PAGE EXCERPT:
···

Vide ground No.5, grievance raised by the assessee is that interest
expenditure of Rs.1,78,91,526 was disallowed for the reason that it was
expenditure pertaining to work-in-progress and had to be capitalized.
Facts apropos are that during the course of assessment
proceedings, it was noted by AO that assessee was holding inventory of
more than Rs.34 crores as on 31.3.2008. The average work-in-progress of
the assessee for the year came to Rs.23,85,53,685. AO was of the opinion
that assessee should have capitalized the interest attributable to work-in-
progress. As per AO, Section 145 of the Act required computing cost of
stock including all expenditure. As per ld. AO, once the work-in-progress
was completed and taken to the revenue account, corresponding material
and interest costs could be allowed as expenditure. He considered 50% of
the average work-in-progress of Rs.23,85,53,685 as funded through
interest bearing loans. According to ld. AO, interest ascribable to the sum
of Rs.11,92,76,842 at 15% p.a. came to Rs.1,78,91,526. He disallowed the
claim of interest to this extent and made an addition.

···

Point annotation dataset records:
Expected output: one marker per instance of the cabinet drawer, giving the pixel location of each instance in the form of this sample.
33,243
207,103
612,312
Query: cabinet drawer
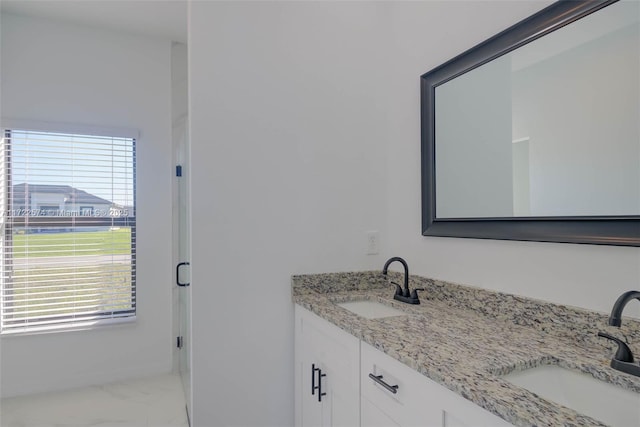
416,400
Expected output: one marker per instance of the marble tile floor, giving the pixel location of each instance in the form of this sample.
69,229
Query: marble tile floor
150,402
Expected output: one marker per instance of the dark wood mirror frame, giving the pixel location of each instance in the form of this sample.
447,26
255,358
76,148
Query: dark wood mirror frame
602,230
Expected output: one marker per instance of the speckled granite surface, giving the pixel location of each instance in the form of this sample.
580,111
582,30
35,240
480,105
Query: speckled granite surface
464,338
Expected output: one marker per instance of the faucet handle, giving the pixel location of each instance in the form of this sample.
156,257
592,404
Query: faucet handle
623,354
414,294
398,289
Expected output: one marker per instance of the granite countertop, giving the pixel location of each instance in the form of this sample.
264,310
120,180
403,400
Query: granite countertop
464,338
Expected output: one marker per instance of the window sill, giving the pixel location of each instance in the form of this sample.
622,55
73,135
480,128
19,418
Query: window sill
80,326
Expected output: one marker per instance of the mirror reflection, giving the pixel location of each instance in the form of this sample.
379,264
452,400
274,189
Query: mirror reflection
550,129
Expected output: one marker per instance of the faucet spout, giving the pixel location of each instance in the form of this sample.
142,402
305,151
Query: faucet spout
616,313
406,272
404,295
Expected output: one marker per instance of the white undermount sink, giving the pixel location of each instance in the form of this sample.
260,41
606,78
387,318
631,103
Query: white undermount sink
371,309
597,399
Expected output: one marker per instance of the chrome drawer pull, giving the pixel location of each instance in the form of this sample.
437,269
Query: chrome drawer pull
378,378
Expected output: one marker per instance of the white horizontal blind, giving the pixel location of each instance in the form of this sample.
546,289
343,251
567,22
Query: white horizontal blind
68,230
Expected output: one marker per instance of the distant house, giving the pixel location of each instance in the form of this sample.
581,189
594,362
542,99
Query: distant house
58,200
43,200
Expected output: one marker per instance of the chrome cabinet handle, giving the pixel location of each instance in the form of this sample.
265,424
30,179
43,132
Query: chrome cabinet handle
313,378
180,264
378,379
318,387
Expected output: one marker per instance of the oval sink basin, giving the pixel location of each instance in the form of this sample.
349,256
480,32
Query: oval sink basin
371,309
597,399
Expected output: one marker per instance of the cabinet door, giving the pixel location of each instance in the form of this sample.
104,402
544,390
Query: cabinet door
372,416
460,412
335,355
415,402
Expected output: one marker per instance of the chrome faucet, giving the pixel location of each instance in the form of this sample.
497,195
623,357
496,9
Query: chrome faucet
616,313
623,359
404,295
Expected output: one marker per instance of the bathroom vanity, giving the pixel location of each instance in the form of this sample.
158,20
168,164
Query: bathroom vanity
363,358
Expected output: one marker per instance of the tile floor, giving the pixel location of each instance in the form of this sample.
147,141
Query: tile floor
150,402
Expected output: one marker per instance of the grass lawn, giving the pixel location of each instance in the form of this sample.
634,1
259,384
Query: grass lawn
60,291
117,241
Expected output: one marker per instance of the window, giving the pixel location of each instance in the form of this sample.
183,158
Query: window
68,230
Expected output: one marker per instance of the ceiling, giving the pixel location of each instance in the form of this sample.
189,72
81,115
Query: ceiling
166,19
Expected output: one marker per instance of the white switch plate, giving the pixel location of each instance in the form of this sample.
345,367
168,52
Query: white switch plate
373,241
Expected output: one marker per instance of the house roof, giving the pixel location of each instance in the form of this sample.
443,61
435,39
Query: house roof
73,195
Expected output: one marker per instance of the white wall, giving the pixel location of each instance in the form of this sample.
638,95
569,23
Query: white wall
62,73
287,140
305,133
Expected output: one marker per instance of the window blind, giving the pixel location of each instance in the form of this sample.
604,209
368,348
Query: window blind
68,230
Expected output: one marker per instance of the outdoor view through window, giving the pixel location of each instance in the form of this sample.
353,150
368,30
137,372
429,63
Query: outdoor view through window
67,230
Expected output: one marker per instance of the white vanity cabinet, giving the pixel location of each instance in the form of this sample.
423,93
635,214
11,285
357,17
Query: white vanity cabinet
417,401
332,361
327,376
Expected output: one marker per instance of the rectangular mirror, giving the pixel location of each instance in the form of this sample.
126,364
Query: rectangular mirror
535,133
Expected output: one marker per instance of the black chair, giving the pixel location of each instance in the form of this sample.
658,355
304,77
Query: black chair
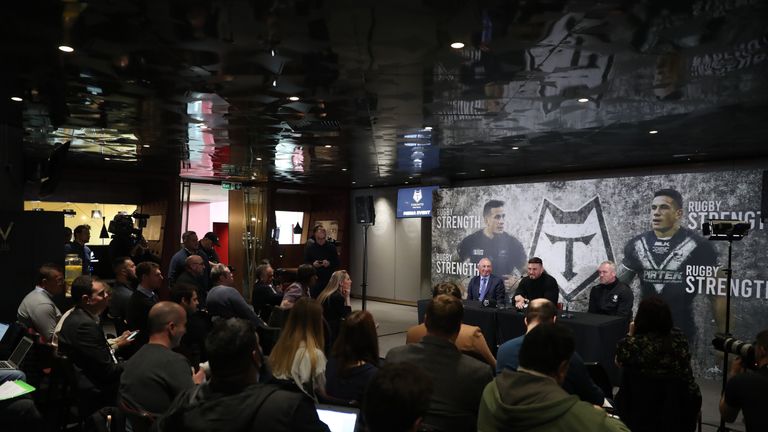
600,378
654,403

···

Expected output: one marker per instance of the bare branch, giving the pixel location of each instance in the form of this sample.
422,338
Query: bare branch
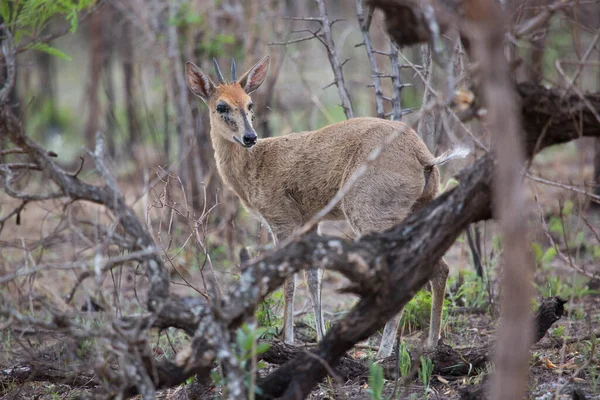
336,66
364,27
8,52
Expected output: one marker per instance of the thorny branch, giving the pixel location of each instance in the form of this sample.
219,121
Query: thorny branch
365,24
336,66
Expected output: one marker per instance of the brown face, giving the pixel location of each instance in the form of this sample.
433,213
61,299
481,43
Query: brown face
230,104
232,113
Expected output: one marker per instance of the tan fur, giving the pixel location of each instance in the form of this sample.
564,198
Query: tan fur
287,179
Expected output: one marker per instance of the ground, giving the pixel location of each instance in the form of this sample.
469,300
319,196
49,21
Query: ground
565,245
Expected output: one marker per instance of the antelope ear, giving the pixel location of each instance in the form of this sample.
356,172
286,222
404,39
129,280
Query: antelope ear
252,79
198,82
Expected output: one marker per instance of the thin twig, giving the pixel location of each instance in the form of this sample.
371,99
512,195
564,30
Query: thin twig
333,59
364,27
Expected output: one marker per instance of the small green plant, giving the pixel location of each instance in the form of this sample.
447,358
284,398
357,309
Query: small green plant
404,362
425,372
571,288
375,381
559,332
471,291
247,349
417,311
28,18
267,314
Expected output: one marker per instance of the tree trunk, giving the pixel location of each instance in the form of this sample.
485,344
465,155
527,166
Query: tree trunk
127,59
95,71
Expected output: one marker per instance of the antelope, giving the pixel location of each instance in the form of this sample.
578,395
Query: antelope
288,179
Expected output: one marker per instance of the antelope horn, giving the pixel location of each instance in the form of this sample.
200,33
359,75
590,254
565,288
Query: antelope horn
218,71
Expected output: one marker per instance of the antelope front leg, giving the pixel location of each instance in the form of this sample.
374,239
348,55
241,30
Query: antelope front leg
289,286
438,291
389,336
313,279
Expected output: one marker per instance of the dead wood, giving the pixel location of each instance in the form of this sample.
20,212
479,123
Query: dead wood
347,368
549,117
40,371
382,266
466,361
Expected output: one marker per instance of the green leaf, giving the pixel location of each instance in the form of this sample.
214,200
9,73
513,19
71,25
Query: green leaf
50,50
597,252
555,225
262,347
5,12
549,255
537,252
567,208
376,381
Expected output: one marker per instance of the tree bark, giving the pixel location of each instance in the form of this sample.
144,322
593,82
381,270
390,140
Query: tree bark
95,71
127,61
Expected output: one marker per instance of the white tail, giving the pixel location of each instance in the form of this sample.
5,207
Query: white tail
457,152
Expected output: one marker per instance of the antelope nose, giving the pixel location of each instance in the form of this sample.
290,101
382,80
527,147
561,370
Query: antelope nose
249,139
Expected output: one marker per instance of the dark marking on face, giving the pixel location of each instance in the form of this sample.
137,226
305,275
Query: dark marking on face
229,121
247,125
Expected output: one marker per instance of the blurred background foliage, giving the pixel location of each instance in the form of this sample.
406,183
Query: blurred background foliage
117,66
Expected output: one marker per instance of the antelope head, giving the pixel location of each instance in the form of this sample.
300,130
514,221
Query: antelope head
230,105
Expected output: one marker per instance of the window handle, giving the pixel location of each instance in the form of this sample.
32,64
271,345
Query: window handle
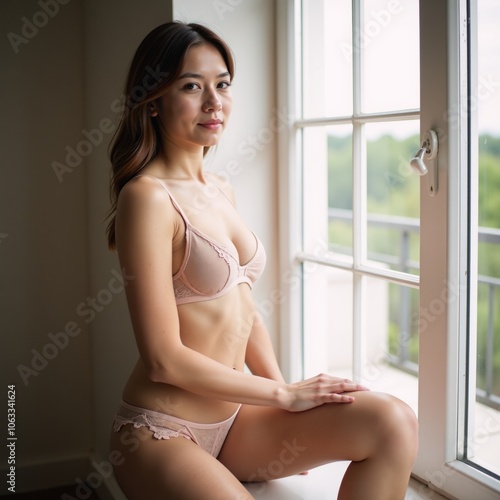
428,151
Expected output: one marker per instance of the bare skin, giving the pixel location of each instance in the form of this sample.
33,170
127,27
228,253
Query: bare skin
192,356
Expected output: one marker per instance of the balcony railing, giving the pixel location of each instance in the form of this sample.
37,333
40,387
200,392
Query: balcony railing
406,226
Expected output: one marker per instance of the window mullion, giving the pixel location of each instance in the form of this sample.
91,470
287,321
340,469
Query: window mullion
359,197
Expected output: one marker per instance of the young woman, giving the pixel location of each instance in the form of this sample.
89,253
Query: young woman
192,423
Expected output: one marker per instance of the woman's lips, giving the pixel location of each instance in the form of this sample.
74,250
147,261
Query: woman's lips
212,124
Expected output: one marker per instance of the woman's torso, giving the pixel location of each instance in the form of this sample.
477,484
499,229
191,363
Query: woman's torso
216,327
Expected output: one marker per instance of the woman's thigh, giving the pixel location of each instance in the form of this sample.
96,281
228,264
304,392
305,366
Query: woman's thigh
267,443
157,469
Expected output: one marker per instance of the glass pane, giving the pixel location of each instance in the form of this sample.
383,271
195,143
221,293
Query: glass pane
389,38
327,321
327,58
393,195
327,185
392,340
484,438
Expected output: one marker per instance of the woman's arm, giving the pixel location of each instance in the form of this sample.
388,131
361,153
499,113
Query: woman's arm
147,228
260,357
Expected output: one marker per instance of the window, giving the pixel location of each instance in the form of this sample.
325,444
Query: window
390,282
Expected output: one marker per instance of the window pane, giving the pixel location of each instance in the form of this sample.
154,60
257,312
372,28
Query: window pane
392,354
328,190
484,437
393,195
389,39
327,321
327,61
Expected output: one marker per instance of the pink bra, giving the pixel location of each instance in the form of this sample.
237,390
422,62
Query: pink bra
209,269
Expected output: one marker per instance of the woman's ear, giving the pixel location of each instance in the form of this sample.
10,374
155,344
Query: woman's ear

···

PROBLEM REQUIREMENTS: Rewrite the interest disallowance passage between "Facts apropos are" and "made an addition.", inclusive, putting "stock-in-trade" wherever "inventory" appears.

CORRECT RESPONSE:
Facts apropos are that during the course of assessment
proceedings, it was noted by AO that assessee was holding stock-in-trade of
more than Rs.34 crores as on 31.3.2008. The average work-in-progress of
the assessee for the year came to Rs.23,85,53,685. AO was of the opinion
that assessee should have capitalized the interest attributable to work-in-
progress. As per AO, Section 145 of the Act required computing cost of
stock including all expenditure. As per ld. AO, once the work-in-progress
was completed and taken to the revenue account, corresponding material
and interest costs could be allowed as expenditure. He considered 50% of
the average work-in-progress of Rs.23,85,53,685 as funded through
interest bearing loans. According to ld. AO, interest ascribable to the sum
of Rs.11,92,76,842 at 15% p.a. came to Rs.1,78,91,526. He disallowed the
claim of interest to this extent and made an addition.